Copy out every line of the records below, requests included, but scale the x and y coordinates in the answers by 1.5 and round them to whole numbers, with halves rounding up. Leave the numbers in the requests and their format samples unchanged, and omit the pictures.
-- Begin Data provided --
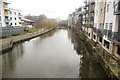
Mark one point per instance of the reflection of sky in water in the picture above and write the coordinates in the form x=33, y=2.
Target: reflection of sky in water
x=52, y=55
x=0, y=66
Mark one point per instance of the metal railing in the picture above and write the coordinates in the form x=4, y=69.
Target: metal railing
x=117, y=8
x=113, y=36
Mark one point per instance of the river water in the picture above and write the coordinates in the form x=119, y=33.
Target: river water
x=57, y=54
-- End Data provided --
→ Full solution:
Mark one point per instance of the reflection of sky in water in the picture above and write the coordinates in the form x=33, y=2.
Target: reflection of sky in water
x=78, y=83
x=0, y=99
Mark one point per instance of the metal railing in the picture above and write the coordinates in the form x=4, y=69.
Target: metal railing
x=176, y=12
x=170, y=54
Mark one point per instance of the river water in the picture above and write the coordinates in the form x=119, y=33.
Target: river water
x=86, y=81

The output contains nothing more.